* **TEXT SECTION**:

*** Begin section ***

How does eco-anxiety manifest?
Those affected by eco-anxiety can experience symptoms. According to The Independent, about 17% of children who answered a survey from BBC Newsround stated that eco-anxiety had affected the way they eat and sleep. The same survey revealed that nearly one-fifth of respondents reported having a climate change-related nightmare. Feelings of uncertainty surrounding the future of the planet could also contribute to other health issues like addiction.
The impacts of eco-anxiety extend beyond trauma, fear, anger, and guilt. In an op-ed for the Los Angeles Times, Humboldt University environmental studies professor Sarah Jaquette Ray asks why eco-anxiety has not led to greater action and change. Dr. Ray explains that climate change is not one specific issue, but a monumental problem. Thus, these worries make people feel that individual actions, like recycling and reducing one’s personal carbon footprint, are insignificant, leading to nihilism and apathy.
Novelist and farmer Julie Carrick Dalton’s eco-anxiety influenced her career. Dalton explained that she began farming after she “panic-bought” a large plot of land close to her family home to protect the wildlife that use the habitat, including bears and moose. As she familiarized herself with the land, Dalton saw first hand the impact of rising temperatures on the growing season and “began witnessing the effects of invasive and endangered species.” Her novel Waiting for the Night Song “emerged as a result of these climate anxieties.” Dalton will release another climate anxiety-inspired novel in a year.

*** End section ***

* **TASK**:
Retype the passage on eco-anxiety above in full, with no changes.

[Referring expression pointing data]
*** Begin section ***

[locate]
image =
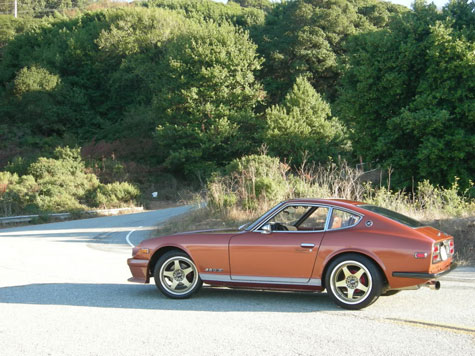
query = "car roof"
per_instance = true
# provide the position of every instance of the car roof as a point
(331, 201)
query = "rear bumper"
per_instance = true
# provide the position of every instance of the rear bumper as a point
(420, 275)
(139, 269)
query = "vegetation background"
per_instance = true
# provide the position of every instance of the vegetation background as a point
(249, 102)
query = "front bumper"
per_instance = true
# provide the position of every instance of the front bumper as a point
(139, 269)
(425, 275)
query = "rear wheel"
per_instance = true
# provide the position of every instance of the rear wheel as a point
(353, 281)
(176, 275)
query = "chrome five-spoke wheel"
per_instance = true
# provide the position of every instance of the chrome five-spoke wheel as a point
(176, 275)
(353, 281)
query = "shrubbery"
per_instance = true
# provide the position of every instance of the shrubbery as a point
(60, 184)
(253, 184)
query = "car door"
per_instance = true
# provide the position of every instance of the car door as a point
(287, 254)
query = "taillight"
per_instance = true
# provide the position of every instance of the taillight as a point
(436, 253)
(442, 250)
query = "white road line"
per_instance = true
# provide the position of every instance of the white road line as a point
(128, 235)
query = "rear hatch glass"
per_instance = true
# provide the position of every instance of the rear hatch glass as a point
(403, 219)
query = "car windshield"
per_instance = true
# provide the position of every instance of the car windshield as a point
(403, 219)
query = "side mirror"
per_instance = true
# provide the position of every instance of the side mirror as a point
(266, 229)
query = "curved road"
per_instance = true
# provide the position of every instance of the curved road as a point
(63, 291)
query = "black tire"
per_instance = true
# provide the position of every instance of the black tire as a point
(353, 281)
(176, 275)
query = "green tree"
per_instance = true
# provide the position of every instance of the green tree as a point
(302, 127)
(306, 37)
(207, 99)
(408, 96)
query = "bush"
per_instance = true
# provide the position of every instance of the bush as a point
(60, 184)
(252, 184)
(114, 195)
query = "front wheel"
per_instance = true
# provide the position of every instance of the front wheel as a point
(353, 281)
(176, 275)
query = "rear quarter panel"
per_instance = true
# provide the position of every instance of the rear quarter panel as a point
(390, 244)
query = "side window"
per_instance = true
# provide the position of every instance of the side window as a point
(288, 218)
(316, 220)
(342, 219)
(300, 218)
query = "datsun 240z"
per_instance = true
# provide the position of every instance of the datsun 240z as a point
(355, 251)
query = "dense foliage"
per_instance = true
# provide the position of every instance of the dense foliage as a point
(60, 183)
(188, 86)
(409, 94)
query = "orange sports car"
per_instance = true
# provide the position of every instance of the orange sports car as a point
(353, 250)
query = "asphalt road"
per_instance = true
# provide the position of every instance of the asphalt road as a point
(64, 291)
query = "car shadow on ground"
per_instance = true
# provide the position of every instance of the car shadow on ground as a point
(147, 297)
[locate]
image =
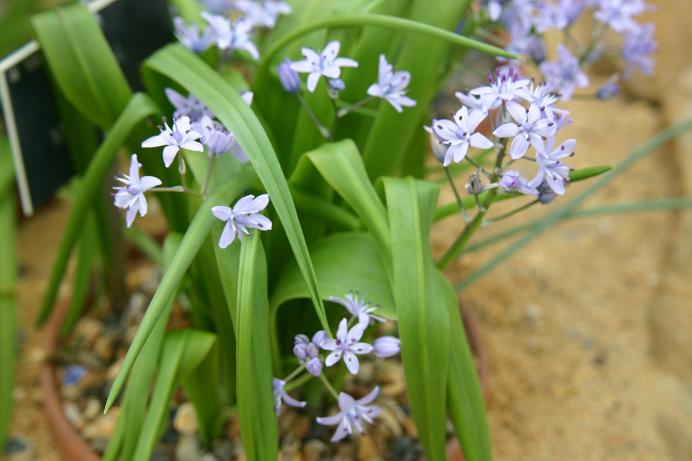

*** End section ***

* **SOLUTION**:
How does eco-anxiety manifest?
Those affected by eco-anxiety can experience symptoms. According to The Independent, about 17% of children who answered a survey from BBC Newsround stated that eco-anxiety had affected the way they eat and sleep. The same survey revealed that nearly one-fifth of respondents reported having a climate change-related nightmare. Feelings of uncertainty surrounding the future of the planet could also contribute to other health issues like addiction.
The impacts of eco-anxiety extend beyond trauma, fear, anger, and guilt. In an op-ed for the Los Angeles Times, Humboldt University environmental studies professor Sarah Jaquette Ray asks why eco-anxiety has not led to greater action and change. Dr. Ray explains that climate change is not one specific issue, but a monumental problem. Thus, these worries make people feel that individual actions, like recycling and reducing one’s personal carbon footprint, are insignificant, leading to nihilism and apathy.
Novelist and farmer Julie Carrick Dalton’s eco-anxiety influenced her career. Dalton explained that she began farming after she “panic-bought” a large plot of land close to her family home to protect the wildlife that use the habitat, including bears and moose. As she familiarized herself with the land, Dalton saw first hand the impact of rising temperatures on the growing season and “began witnessing the effects of invasive and endangered species.” Her novel Waiting for the Night Song “emerged as a result of these climate anxieties.” Dalton will release another climate anxiety-inspired novel in a year.